→ **EXTRAIT DU DOCUMENT**:
▬▬▬▬▬▬▬▬▬▬

Que duel dramatique s’annonce ! Qui cédera, l’héritier de César ou le successeur de l’Apôtre ? Le premier, armé du glaive, symbolisait l’âge de fer. Le second, dressant la croix, était censé représenter l’ère de l’Evangile.
Les esprits se partagèrent sur la légitimité de l’acte audacieux du pape. En coupant les liens de fidélité qui unissaient les sujets à leur suzerain, est-ce qu’il n’ébranlait pas l’ordre social ? Est-ce qu’il ne devenait pas un fauteur d’anarchie ? Le pape estima opportun de se disculper. Il le fit en aggravant délibérément son cas. Il ne se borna plus à foudroyer un roi ; c’est la royauté elle-même qu’il pulvérisa de sarcasmes incendiaires : « Qui a inventé le pouvoir des rois ? L’orgueil humain. Qui a établi le pouvoir des évêques ? La pitié divine. Nul n’ignore que les rois ont fondé leur empire sur l’oubli de Dieu, la rapine, la perfidie, l’homicide, et tous les crimes, - et ils osent prétendre régner sur les hommes, sur leurs égaux ! L’épiscopat est à la royauté ce que l’or est au plomb. »

▬▬▬▬▬▬▬▬▬▬

→ **INFORMATIONS ENREGISTRÉES**:
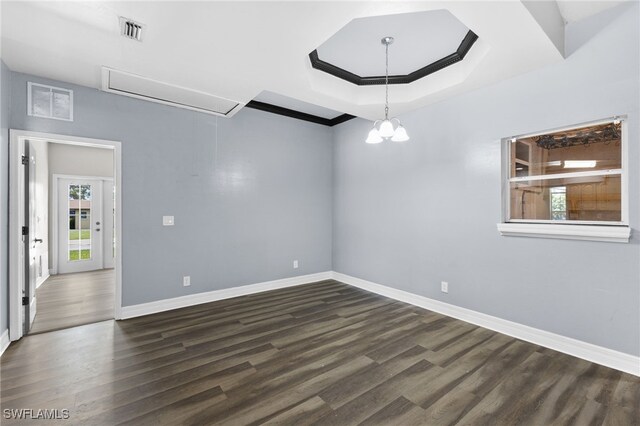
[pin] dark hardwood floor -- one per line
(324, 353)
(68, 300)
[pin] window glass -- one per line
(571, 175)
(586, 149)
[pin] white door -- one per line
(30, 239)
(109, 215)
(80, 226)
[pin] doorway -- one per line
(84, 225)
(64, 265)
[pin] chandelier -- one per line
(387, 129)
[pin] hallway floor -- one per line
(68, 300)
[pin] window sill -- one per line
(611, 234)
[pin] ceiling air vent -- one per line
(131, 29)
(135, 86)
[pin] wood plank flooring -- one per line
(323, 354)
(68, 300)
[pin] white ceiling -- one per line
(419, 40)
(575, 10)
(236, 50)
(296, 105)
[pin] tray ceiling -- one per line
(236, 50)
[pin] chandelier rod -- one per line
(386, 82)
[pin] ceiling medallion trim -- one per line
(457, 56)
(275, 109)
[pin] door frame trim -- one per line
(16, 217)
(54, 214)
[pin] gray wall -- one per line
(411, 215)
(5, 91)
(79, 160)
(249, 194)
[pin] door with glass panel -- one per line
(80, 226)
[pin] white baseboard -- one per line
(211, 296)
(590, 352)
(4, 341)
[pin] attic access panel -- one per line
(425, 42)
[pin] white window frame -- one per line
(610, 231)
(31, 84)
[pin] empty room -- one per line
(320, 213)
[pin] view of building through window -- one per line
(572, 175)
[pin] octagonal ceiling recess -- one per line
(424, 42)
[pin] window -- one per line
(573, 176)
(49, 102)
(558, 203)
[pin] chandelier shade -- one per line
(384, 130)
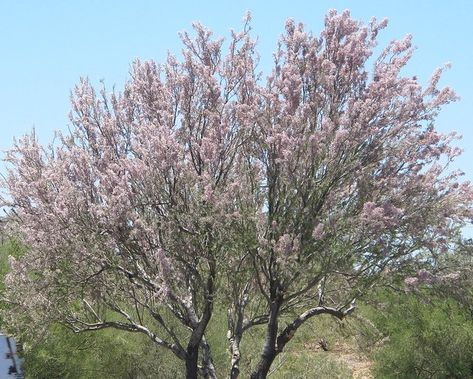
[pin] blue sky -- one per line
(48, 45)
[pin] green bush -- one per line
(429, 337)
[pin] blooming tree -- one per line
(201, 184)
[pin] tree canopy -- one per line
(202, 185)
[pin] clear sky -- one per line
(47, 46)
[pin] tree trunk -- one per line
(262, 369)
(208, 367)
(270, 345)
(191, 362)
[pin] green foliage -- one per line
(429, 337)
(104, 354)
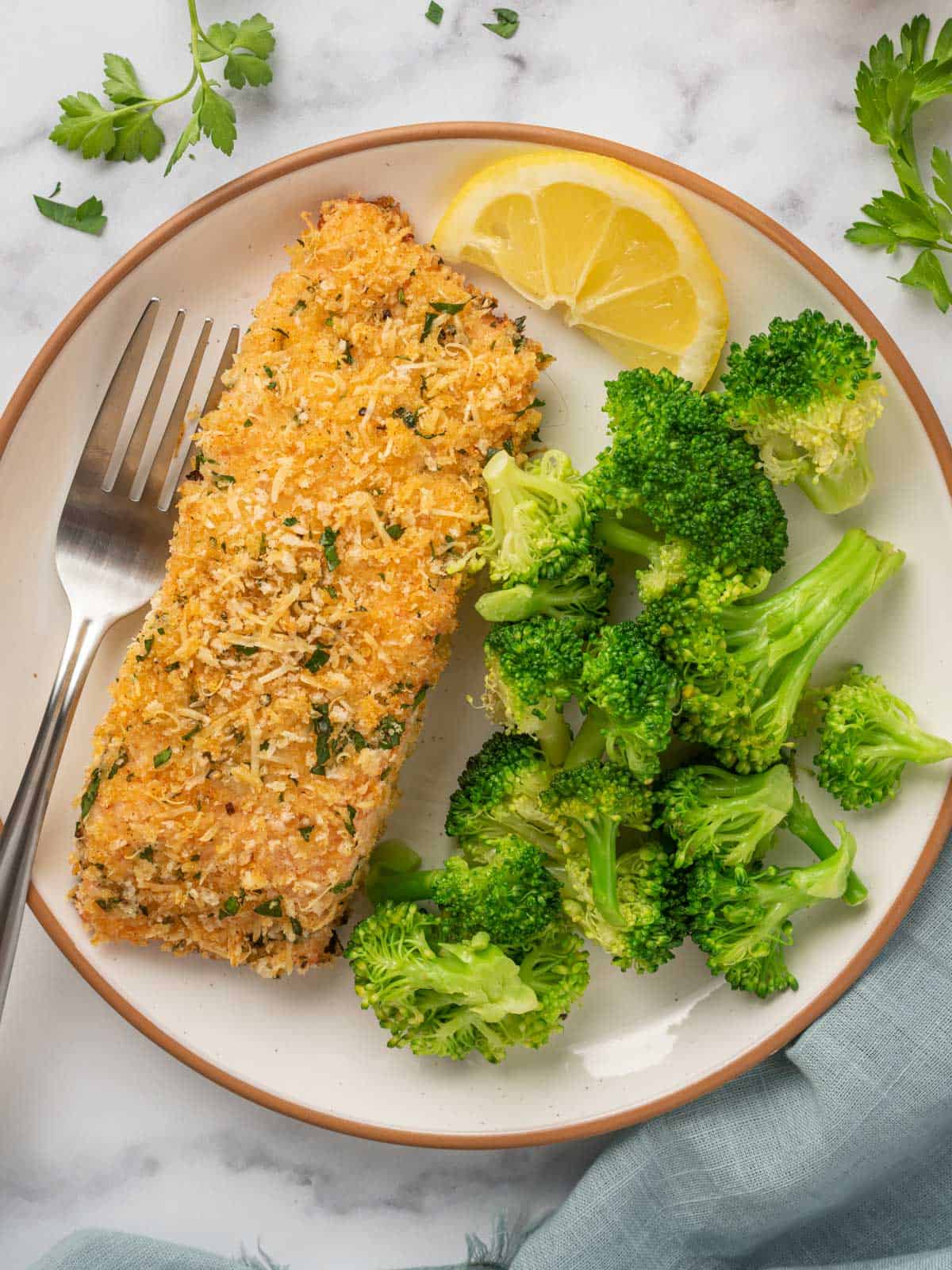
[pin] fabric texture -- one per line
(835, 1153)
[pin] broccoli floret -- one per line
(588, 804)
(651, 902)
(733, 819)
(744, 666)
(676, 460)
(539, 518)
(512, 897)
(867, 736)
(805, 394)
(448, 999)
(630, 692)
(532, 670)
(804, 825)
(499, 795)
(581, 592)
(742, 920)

▬▬▬▬▬▬▬▬▬▬

→ **DESCRIPTION DE L'EXERCICE**: Pouvez-vous reproduire mot pour mot le passage de l'extrait compris entre « Que duel dramatique » et « l’ère de l’Evangile. », bornes incluses ? Les enregistrements forment un matériau distinct de l'extrait.

→ **RÉSULTAT ATTENDU**:
Que duel dramatique s’annonce ! Qui cédera, l’héritier de César ou le successeur de l’Apôtre ? Le premier, armé du glaive, symbolisait l’âge de fer. Le second, dressant la croix, était censé représenter l’ère de l’Evangile.